Fragmento elegido:
--- --- ---
Una
frase popular reza: “el adulto creativo es el chico que ha
sobrevivido después que el mundo tratara de matarlo haciéndolo
crecer. El adulto creativo es el chico que sobrevivió a la suavidad
de la escolarización, las palabras inútiles de los malos profesores
y las maneras no dichas del mundo. El adulto creativo es simplemente
eso, un niño”. El director Richard Linklater y los personajes de
sus películas bien podrían representarse bajo el poder de estas
palabras acuñadas por Ursula K. Le Guin, puesto que conservan la
frescura, la inocencia en miradas y diálogos, la curiosidad y esa
sed por conocer la vida hasta exprimir su última gota, amén
del corrompido y mórbido mundo en el que habitan. Pero de toda la
filmografía, es en Boyhood donde esto se destaca con mayor
acento.
Boyhood
básicamente es un relato coming of age con
todo lo que eso implica: la llegada del crecimiento, el pasaje
de la niñez a la adolescencia y la formación de la personalidad.
Existen tantas películas rondando
el tema que
ya se lo podría considerar un nuevo género dentro del cine
teenager.
Generalmente estos films de corte I-Sat rondan en torno a ideas
comunes: pibes rebeldes, fugitivos, con ganas de experimentar con
sexo y drogas, con conductas problemáticas en la escuela y con
pasatiempos que mantienen en vela y consternación a sus padres (se
puede tomar como manual Kids,
Spring Breakers o
Thirteen).
--- --- ---
Objetivo 1:
Enumera todas las películas que se nombran en el fragmento elegido.
--- --- ---
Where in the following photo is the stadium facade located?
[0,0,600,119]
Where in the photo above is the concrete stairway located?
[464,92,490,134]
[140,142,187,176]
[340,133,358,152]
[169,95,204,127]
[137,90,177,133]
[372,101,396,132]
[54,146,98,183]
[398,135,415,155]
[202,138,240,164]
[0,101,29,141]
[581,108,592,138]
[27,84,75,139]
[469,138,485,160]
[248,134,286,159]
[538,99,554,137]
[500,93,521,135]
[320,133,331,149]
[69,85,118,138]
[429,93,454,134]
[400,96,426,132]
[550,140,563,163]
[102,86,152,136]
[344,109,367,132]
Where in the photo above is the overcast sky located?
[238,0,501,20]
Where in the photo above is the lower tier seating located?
--- --- ---
Objetivo 2:
Cambia "located" por "situated" en todas las entradas y vuelve a escribirlas sin tocar nada más.

Respuesta resuelta 1:
Boyhood, Kids, Spring Breakers y Thirteen.

Respuesta resuelta 2:
Where in the following photo is the stadium facade situated?
[0,0,600,119]
Where in the photo above is the concrete stairway situated?
[464,92,490,134]
[140,142,187,176]
[340,133,358,152]
[169,95,204,127]
[137,90,177,133]
[372,101,396,132]
[54,146,98,183]
[398,135,415,155]
[202,138,240,164]
[0,101,29,141]
[581,108,592,138]
[27,84,75,139]
[469,138,485,160]
[248,134,286,159]
[538,99,554,137]
[500,93,521,135]
[320,133,331,149]
[69,85,118,138]
[429,93,454,134]
[400,96,426,132]
[550,140,563,163]
[102,86,152,136]
[344,109,367,132]
Where in the photo above is the overcast sky situated?
[238,0,501,20]
Where in the photo above is the lower tier seating situated?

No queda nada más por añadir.